REQUIREMENT:
Every line from the line containing "over mountain in the photo above." through the final line below is to be repeated exactly; no other line is.
* begin ENTRIES PROVIDED *
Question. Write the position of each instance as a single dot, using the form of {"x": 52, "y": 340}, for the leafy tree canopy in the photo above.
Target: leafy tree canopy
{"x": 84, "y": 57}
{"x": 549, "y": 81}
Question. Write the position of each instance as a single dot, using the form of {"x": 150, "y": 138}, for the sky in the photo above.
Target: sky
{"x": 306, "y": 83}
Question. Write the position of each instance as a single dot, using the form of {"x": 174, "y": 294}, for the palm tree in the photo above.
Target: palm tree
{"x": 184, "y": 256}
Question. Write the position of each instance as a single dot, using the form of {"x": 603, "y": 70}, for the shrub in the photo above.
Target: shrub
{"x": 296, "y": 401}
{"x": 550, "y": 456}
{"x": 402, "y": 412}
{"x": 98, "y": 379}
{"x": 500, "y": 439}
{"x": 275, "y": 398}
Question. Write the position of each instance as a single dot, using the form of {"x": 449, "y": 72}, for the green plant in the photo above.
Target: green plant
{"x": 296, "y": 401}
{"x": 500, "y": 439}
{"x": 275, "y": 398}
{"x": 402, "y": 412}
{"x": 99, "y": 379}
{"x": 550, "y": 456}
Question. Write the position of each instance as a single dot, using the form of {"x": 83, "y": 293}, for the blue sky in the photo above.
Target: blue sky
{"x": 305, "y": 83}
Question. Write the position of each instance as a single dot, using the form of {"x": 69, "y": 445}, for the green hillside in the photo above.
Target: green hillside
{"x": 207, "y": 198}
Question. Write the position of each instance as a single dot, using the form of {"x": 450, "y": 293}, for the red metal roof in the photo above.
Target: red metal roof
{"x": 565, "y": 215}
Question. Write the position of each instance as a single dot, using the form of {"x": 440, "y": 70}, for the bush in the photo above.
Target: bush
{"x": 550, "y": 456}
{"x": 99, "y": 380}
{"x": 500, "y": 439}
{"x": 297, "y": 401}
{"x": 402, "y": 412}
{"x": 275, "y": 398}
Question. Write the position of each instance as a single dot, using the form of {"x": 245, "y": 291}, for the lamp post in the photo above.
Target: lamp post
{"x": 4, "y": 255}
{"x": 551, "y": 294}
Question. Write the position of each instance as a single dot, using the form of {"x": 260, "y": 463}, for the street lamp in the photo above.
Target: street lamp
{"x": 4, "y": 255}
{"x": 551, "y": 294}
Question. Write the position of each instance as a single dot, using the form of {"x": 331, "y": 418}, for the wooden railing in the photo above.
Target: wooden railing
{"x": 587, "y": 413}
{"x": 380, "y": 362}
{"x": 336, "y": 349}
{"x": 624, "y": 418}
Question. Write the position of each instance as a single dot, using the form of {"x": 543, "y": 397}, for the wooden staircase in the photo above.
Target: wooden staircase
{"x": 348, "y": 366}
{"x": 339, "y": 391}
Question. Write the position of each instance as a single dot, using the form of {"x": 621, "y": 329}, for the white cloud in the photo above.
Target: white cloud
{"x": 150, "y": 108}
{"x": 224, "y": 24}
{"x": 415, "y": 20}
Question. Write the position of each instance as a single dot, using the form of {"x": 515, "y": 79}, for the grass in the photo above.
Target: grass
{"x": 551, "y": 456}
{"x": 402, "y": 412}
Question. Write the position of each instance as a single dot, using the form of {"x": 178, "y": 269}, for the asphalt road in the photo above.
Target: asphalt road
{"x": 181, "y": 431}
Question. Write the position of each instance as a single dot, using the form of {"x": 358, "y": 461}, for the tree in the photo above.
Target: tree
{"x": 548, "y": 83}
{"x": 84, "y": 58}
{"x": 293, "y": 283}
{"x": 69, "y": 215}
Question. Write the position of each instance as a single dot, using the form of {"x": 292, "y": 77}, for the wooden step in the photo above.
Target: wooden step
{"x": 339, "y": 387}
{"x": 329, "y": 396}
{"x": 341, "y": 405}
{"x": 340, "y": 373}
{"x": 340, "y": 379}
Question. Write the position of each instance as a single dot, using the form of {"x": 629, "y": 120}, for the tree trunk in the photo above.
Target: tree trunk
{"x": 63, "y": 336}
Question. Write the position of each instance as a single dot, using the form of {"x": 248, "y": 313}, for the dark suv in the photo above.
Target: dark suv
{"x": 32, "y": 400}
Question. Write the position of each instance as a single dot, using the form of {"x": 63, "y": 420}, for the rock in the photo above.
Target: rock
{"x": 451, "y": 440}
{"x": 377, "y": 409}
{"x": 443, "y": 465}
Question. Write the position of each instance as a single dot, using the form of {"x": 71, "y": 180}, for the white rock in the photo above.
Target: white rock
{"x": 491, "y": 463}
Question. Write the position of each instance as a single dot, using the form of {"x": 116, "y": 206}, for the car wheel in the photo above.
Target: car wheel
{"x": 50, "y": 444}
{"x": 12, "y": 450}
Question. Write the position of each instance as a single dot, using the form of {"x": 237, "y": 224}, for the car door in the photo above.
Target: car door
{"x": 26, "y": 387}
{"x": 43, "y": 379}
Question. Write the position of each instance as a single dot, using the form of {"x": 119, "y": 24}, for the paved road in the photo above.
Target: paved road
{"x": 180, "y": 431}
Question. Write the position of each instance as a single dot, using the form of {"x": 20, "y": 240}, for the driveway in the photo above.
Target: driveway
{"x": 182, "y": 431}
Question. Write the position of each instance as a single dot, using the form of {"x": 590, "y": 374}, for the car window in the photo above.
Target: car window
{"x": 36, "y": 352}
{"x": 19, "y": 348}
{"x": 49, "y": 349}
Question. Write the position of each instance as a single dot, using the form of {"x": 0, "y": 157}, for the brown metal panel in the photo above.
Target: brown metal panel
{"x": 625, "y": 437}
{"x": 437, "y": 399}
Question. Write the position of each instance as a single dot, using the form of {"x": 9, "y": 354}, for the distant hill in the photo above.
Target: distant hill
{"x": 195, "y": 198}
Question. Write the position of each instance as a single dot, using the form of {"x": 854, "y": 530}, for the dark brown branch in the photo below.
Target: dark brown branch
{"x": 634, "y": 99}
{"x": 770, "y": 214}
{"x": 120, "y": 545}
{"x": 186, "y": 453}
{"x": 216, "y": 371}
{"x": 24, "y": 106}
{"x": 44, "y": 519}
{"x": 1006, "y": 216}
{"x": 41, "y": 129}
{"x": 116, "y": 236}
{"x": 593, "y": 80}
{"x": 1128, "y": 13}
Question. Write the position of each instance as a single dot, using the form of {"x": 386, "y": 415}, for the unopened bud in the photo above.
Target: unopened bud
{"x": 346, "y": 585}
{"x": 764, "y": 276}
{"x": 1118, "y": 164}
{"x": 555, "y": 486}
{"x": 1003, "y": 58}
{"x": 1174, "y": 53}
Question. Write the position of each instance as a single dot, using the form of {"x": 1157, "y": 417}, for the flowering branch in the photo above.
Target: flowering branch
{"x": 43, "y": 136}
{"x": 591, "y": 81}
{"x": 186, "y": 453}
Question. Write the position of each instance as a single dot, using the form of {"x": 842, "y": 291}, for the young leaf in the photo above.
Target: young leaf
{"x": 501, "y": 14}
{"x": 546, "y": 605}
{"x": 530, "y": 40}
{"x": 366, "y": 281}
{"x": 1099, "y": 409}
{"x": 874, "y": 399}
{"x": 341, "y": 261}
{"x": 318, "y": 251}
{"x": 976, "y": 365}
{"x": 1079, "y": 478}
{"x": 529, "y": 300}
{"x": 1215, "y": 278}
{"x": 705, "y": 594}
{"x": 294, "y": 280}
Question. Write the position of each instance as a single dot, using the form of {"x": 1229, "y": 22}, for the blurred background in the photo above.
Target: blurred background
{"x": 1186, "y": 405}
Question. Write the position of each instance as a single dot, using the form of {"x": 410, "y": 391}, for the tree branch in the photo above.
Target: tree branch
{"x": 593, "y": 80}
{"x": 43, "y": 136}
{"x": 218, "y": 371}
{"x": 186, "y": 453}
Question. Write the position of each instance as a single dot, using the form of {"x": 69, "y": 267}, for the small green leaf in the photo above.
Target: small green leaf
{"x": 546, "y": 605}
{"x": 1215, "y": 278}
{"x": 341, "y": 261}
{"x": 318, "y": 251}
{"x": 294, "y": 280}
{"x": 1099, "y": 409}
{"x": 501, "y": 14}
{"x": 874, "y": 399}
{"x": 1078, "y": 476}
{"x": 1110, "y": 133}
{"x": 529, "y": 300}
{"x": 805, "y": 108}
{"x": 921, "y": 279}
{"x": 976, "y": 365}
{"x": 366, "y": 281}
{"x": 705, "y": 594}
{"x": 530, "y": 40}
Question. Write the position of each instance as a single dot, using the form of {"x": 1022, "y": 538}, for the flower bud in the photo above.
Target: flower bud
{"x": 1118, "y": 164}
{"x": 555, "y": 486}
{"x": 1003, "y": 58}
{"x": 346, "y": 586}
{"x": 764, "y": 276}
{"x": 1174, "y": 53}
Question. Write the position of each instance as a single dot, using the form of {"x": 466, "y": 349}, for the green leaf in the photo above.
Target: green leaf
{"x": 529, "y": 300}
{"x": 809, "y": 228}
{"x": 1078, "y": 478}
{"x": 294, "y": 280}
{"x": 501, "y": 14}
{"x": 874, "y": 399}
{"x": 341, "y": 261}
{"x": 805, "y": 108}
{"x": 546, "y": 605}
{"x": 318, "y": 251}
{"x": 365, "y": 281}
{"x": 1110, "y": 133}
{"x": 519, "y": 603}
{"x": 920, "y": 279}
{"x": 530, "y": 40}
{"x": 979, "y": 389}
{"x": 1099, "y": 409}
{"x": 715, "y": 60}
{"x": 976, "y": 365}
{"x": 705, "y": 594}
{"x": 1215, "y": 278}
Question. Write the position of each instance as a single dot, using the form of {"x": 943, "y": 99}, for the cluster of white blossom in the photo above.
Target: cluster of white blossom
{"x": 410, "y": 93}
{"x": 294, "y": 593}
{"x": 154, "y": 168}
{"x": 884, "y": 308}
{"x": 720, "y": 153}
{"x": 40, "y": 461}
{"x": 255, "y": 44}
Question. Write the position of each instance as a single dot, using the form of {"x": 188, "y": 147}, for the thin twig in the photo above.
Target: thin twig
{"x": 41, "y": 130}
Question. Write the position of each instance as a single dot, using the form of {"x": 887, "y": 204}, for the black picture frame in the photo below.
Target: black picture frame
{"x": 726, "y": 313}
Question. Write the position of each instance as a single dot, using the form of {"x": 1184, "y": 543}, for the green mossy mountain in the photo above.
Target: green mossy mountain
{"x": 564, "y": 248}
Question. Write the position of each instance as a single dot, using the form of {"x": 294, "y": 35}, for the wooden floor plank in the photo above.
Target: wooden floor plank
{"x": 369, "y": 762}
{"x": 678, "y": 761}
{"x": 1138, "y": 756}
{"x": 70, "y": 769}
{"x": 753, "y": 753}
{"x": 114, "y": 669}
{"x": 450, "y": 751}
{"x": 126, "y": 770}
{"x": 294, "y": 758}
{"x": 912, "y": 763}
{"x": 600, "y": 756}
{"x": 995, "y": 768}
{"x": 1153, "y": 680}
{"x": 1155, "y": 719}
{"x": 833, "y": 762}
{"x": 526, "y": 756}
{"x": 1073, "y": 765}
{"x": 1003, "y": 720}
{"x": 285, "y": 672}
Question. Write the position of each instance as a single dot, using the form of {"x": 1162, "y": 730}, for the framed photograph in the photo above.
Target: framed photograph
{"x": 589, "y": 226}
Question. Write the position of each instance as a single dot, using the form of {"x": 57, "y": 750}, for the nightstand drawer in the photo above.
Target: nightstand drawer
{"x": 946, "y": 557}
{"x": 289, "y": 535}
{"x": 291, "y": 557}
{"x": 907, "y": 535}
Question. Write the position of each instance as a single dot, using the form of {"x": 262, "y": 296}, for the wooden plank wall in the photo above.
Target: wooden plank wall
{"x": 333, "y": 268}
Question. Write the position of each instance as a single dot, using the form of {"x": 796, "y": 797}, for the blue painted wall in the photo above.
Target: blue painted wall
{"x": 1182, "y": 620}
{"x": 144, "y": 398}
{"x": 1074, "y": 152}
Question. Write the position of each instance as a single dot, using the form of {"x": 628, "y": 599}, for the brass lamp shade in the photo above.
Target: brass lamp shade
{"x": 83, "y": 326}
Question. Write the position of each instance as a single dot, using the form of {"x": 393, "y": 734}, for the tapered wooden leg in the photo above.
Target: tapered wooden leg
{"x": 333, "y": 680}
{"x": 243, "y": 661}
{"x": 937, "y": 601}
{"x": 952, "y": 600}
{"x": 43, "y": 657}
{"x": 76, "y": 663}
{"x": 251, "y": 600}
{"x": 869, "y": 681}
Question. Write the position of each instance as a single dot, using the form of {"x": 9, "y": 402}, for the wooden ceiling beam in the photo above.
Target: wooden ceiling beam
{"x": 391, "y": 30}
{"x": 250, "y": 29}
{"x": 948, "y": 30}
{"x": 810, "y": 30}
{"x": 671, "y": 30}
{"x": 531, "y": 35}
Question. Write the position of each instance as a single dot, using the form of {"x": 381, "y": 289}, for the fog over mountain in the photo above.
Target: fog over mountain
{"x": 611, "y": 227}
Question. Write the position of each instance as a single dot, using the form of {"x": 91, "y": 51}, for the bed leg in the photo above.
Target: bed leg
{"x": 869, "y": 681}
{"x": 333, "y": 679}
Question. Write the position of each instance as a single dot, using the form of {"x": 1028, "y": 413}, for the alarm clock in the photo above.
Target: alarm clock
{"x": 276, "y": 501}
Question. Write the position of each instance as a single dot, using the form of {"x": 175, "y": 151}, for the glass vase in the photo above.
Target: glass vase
* end ENTRIES PROVIDED *
CORRECT RESULT:
Question. Write the position of each instance as a single dot, using the form of {"x": 381, "y": 289}, for the fog over mountain in the photo above.
Target: fog over mountain
{"x": 611, "y": 227}
Question. Write the position of each instance as a single dot, using the form of {"x": 91, "y": 51}, for the bed leg in the photo above.
Target: bed leg
{"x": 869, "y": 681}
{"x": 333, "y": 679}
Question. Write the position of each instance as a single dot, using the form of {"x": 1028, "y": 413}, for the alarm clock in the photo above.
Target: alarm clock
{"x": 276, "y": 501}
Question. Write the position of each instance as a single dot, using the form of {"x": 175, "y": 151}, for the glass vase in the photo above.
Target: glass vase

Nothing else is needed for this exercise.